=== Stored data ===

******************************

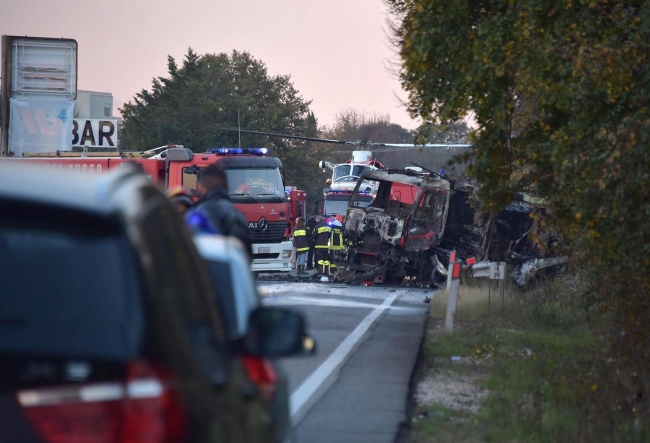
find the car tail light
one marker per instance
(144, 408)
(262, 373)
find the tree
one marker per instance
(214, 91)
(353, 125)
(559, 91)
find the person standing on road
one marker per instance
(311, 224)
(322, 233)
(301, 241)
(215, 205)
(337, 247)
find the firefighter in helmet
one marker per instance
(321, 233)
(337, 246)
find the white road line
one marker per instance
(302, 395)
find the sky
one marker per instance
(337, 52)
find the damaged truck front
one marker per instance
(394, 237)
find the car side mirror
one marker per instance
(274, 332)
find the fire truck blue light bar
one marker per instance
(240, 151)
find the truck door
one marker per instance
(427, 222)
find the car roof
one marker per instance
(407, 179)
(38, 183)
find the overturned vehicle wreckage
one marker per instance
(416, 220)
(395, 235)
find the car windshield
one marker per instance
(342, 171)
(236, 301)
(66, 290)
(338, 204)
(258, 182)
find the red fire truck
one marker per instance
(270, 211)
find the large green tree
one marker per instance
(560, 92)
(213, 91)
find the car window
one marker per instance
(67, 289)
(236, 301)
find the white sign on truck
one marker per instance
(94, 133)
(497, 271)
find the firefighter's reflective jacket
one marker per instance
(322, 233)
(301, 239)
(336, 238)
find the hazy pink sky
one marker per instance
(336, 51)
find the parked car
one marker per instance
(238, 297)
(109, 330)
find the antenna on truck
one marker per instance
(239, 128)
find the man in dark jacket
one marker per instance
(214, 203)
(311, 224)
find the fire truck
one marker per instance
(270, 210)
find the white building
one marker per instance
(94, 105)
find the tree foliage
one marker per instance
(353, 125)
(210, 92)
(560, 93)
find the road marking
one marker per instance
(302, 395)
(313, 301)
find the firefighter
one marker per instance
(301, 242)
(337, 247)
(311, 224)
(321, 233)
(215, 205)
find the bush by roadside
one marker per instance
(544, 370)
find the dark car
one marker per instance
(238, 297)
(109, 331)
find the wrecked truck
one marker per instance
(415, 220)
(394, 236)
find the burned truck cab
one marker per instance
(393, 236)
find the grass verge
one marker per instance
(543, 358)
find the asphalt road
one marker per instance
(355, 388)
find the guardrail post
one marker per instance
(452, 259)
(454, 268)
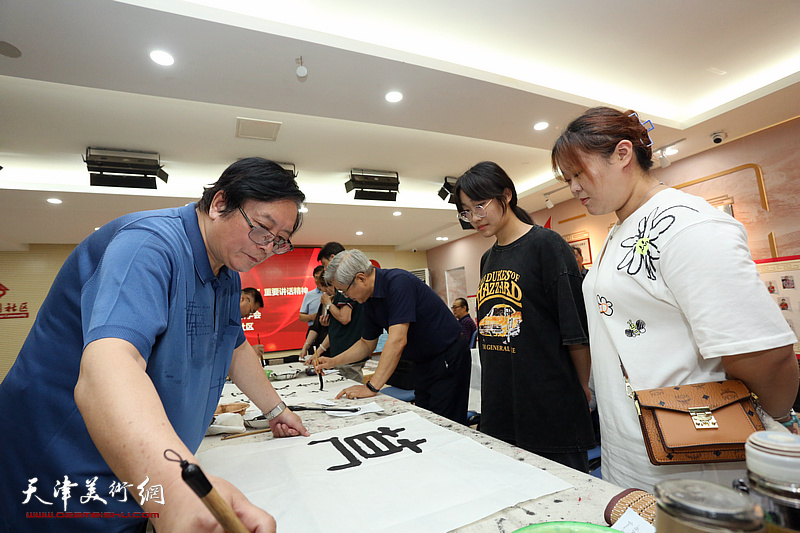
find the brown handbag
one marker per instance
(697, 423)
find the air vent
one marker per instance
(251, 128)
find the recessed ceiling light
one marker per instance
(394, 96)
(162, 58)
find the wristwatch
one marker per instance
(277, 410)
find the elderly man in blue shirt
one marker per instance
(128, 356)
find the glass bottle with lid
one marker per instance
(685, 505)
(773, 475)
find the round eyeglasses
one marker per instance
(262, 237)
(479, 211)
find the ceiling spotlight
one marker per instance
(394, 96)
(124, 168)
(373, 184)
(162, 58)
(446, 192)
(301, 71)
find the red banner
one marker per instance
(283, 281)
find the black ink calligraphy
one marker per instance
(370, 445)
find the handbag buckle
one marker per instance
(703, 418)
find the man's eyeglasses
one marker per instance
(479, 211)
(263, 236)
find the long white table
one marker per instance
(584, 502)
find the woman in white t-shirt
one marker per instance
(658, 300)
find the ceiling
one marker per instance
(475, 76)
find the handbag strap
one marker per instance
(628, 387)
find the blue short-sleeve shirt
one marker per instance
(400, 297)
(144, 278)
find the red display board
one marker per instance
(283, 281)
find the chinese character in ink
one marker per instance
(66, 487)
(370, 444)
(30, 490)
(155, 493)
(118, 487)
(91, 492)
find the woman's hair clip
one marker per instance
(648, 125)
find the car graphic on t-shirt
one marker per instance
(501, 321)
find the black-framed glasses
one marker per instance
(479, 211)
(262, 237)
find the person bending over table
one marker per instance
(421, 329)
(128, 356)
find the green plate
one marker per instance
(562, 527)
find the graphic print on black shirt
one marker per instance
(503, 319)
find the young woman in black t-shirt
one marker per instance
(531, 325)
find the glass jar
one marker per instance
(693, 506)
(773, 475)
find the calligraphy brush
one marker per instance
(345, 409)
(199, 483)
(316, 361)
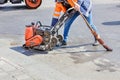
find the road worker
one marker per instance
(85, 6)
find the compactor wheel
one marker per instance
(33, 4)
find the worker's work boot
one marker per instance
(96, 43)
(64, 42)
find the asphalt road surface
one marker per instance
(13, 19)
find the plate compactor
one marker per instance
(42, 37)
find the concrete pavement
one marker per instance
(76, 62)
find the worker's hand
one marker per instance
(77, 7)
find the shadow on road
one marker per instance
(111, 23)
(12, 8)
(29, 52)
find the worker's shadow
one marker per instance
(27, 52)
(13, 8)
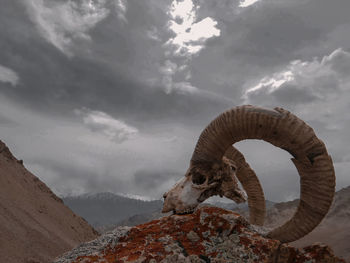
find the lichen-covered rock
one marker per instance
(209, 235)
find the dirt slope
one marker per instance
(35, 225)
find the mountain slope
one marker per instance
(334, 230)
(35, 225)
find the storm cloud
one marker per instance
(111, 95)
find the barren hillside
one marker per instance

******************************

=== Description of the task ===
Using the records above, determine how many lines hold the word "shadow", and answer with that figure only.

=== Exercise response ===
2